What the task asks - Copy each line below holding "tower".

Dataset excerpts
▽

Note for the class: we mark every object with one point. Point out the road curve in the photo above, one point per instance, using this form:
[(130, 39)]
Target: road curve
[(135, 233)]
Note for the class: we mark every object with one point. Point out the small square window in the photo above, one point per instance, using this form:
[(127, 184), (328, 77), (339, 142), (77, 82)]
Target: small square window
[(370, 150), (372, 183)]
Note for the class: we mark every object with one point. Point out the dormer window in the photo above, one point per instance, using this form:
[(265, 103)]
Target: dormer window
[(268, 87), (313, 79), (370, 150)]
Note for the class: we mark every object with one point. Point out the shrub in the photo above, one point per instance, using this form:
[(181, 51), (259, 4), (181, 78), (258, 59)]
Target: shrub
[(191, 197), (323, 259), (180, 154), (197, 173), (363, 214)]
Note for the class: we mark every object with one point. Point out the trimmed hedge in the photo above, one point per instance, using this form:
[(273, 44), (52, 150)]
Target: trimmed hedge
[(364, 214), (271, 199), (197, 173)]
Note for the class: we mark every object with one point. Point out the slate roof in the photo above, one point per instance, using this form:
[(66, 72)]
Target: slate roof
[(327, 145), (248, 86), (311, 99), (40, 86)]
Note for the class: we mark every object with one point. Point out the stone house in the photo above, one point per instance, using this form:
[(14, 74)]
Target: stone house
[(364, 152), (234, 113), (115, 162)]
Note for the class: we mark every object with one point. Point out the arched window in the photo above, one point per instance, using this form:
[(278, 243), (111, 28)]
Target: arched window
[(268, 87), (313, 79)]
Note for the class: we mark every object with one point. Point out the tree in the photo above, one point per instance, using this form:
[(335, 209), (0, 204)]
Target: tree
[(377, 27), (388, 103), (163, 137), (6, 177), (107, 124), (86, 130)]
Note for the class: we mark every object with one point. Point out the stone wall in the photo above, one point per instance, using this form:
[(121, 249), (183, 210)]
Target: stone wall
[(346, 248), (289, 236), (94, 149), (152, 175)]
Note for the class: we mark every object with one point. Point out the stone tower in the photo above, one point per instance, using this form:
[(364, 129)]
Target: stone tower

△

Expected answer -
Note for the class: we mark every object with one point. Point out the stone tower in the photo above, one point per instance, using this form:
Target: stone tower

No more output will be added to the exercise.